◆ Instructions to follow:
Copy out the material from the line with "Note: pick out each instance of the fingers" up to and including its final line, requests and all, and shift every point coordinate in the answers by adding 27 to it.

◆ Excerpted data:
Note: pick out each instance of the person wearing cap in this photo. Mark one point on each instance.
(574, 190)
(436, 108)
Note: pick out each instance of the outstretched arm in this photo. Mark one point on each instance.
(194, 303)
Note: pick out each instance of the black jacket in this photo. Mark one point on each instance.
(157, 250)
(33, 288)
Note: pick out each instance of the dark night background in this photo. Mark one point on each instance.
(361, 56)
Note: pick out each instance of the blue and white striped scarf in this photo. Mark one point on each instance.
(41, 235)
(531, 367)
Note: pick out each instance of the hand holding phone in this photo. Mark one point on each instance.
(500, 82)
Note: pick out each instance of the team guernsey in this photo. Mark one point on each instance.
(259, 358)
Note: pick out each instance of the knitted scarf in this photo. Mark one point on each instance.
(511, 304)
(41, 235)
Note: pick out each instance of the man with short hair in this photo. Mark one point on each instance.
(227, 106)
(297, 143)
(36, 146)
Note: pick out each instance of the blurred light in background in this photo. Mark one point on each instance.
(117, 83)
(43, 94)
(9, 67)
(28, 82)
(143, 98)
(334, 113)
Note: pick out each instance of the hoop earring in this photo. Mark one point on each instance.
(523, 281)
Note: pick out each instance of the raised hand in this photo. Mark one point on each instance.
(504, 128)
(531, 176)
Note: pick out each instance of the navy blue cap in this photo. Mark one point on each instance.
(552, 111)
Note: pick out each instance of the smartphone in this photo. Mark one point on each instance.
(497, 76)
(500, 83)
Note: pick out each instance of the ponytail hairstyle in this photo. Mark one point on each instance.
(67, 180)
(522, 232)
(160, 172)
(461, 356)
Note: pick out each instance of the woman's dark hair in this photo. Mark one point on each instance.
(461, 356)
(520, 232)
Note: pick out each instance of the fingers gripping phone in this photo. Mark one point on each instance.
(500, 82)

◆ Output below:
Note: pick out each instance of the fingers gripping phone in this photo. Mark one point on each instance.
(527, 109)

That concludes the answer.